MATERIAL PROVIDED.
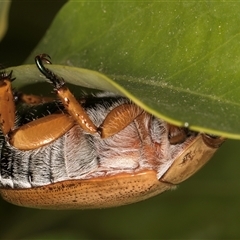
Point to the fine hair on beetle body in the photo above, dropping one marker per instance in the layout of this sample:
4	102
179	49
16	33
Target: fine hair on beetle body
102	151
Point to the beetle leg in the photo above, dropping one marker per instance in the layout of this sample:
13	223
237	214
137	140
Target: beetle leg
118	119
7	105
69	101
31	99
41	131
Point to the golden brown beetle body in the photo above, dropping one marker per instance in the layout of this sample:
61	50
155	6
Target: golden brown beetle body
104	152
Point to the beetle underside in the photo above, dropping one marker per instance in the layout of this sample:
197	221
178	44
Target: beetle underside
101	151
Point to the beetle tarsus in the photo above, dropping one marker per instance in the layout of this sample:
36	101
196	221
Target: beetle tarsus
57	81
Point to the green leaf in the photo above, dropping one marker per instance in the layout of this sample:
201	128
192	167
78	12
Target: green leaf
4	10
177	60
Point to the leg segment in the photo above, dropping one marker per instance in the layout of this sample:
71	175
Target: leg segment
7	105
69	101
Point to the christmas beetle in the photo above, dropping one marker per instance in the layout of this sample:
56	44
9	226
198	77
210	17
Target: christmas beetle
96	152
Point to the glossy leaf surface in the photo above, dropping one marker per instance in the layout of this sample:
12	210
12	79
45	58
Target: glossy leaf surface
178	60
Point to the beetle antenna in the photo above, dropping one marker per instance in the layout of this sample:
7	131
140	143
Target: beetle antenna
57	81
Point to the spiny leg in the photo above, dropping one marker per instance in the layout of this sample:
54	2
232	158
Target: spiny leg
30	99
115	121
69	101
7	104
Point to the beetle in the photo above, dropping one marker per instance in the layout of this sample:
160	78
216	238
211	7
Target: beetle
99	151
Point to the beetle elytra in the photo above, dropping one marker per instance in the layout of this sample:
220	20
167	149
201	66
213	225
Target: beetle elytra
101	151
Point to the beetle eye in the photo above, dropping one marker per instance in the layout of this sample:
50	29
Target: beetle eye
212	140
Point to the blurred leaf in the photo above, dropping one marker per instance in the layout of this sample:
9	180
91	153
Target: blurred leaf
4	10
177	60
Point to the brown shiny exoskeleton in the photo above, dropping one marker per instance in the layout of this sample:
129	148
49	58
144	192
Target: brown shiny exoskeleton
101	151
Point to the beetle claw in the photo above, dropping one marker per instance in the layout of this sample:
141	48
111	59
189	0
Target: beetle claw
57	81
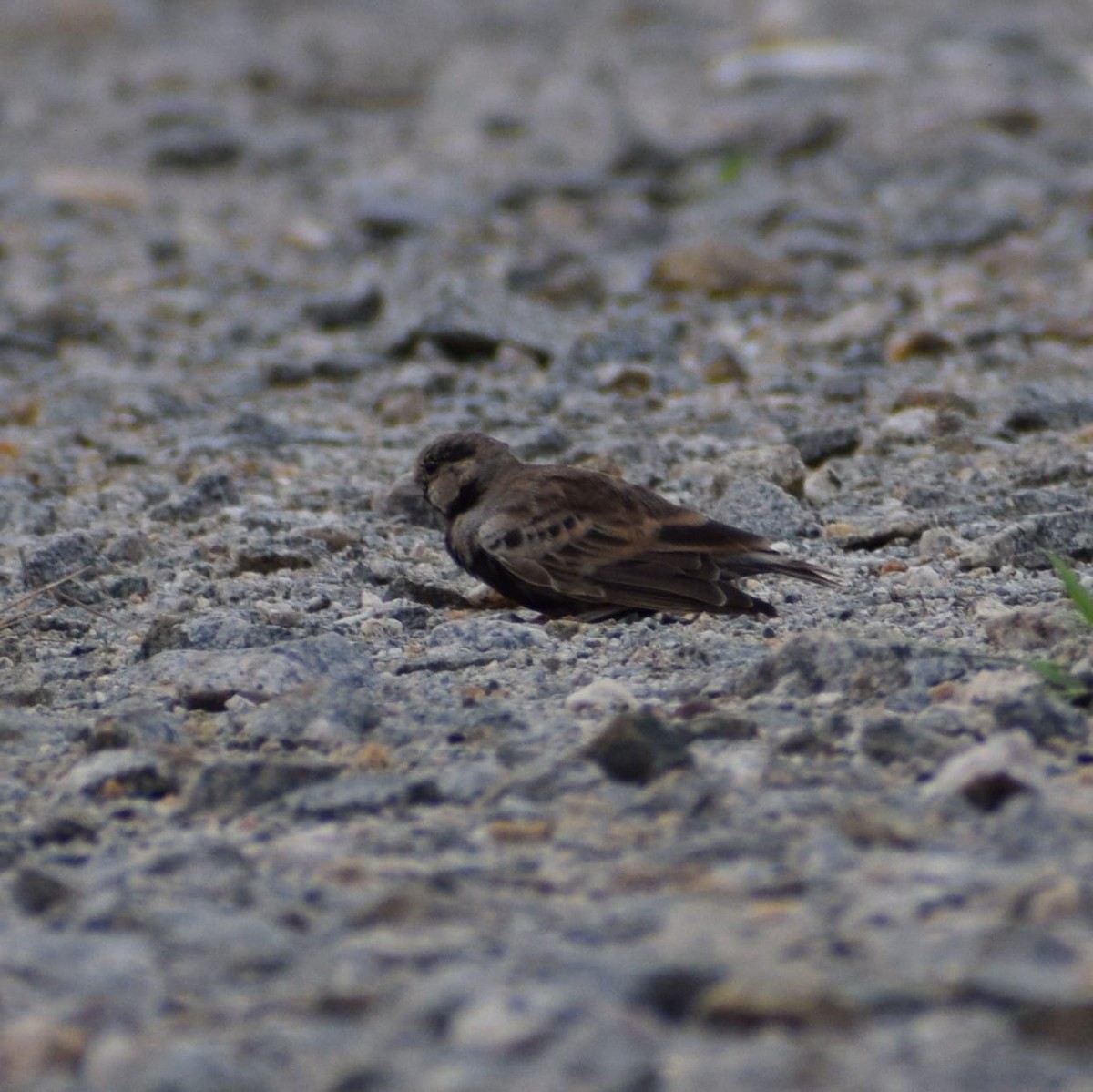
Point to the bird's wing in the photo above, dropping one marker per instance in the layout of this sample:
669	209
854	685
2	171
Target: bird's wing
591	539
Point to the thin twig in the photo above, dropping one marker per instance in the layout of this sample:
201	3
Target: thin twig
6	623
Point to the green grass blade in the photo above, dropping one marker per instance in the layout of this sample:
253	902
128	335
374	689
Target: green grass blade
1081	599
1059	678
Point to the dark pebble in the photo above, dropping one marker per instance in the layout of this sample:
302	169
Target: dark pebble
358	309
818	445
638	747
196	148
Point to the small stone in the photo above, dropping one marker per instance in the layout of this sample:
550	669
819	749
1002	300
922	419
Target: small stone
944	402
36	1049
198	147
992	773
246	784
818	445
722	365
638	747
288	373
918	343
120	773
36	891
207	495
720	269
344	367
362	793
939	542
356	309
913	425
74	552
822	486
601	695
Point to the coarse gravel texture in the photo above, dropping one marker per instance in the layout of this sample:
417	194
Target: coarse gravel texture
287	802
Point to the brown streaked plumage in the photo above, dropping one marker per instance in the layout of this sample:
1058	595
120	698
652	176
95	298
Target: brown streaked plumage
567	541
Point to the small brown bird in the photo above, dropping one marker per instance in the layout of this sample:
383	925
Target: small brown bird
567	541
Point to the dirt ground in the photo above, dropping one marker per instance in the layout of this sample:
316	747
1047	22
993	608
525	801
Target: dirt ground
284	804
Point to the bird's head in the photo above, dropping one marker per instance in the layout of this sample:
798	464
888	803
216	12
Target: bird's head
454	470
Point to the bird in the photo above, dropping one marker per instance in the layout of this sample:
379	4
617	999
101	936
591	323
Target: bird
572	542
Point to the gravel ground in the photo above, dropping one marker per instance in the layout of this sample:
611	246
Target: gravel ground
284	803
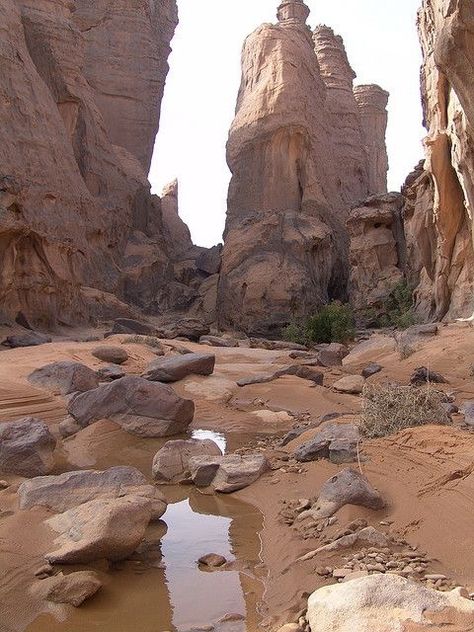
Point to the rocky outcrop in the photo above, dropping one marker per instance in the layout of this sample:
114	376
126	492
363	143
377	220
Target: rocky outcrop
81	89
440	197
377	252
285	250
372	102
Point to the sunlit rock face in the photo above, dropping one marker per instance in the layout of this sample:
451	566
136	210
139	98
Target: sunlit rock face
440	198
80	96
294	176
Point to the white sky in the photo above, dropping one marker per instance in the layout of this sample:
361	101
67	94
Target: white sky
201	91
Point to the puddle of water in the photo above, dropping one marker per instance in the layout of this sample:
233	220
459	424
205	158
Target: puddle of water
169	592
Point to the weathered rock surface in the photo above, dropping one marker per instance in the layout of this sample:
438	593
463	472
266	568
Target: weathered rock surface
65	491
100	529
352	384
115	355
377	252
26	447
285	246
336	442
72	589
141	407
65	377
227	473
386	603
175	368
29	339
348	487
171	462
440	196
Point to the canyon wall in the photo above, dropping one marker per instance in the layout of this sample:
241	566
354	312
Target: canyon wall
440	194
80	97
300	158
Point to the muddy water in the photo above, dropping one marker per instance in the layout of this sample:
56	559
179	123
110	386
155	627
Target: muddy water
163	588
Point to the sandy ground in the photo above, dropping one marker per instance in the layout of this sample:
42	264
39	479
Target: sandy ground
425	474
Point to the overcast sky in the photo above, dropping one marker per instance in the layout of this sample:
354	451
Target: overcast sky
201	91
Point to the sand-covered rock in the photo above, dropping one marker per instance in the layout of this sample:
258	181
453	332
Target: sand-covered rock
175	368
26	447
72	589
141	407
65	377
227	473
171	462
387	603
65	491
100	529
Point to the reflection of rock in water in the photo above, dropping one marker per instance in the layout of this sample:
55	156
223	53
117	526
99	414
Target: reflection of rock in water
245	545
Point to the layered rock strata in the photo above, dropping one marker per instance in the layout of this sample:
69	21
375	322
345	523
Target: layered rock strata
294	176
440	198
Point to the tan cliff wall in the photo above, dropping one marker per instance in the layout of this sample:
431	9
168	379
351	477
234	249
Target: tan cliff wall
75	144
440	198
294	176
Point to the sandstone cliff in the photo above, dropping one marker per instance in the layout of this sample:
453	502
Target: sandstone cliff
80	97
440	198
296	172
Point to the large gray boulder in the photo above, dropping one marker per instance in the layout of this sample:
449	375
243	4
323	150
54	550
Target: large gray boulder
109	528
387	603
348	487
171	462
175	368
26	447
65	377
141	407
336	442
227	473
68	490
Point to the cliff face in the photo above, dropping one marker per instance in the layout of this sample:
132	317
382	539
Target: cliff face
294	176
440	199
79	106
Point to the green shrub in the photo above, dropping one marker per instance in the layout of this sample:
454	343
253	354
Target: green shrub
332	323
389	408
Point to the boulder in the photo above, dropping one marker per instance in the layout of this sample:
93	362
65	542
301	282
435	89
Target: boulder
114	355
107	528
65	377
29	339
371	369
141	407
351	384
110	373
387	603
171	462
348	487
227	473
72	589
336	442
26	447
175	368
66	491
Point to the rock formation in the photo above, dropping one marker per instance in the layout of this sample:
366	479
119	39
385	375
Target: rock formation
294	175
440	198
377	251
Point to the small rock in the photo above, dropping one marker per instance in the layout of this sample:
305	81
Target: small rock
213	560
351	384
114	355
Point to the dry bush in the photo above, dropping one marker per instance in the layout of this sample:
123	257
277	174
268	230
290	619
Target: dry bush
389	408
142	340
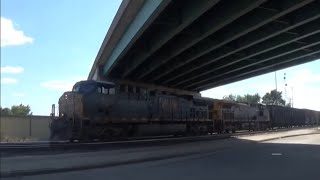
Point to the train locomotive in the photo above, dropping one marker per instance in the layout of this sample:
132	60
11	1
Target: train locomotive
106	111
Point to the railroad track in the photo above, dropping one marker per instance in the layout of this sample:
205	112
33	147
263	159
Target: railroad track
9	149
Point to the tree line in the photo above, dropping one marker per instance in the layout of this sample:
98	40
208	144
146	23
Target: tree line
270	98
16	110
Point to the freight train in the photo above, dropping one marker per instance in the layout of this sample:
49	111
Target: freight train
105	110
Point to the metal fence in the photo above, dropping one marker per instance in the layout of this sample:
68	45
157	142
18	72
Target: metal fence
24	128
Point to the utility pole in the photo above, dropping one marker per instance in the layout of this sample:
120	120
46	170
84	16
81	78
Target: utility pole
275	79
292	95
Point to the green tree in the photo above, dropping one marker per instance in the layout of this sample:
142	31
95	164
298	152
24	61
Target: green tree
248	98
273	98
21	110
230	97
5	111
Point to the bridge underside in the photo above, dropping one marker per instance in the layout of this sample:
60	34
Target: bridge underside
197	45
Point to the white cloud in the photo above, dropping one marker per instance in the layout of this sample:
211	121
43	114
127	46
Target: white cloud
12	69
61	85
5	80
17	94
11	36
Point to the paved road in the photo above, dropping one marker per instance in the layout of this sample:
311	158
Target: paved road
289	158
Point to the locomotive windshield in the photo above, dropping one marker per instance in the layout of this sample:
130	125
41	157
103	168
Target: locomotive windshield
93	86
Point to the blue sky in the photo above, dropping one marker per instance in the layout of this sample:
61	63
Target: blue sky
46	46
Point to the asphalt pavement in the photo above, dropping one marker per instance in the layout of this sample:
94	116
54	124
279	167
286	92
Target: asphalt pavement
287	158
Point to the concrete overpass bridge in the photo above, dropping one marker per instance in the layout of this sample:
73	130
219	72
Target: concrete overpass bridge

PROBLEM REQUIREMENTS. In the entries above, some lines hold the string "overpass". Copy each of them.

EXERCISE ANSWER.
Point to the concrete overpass bridge in the photo above, dropping one marker per instance in the layout of this sample:
Target: concrete overpass bridge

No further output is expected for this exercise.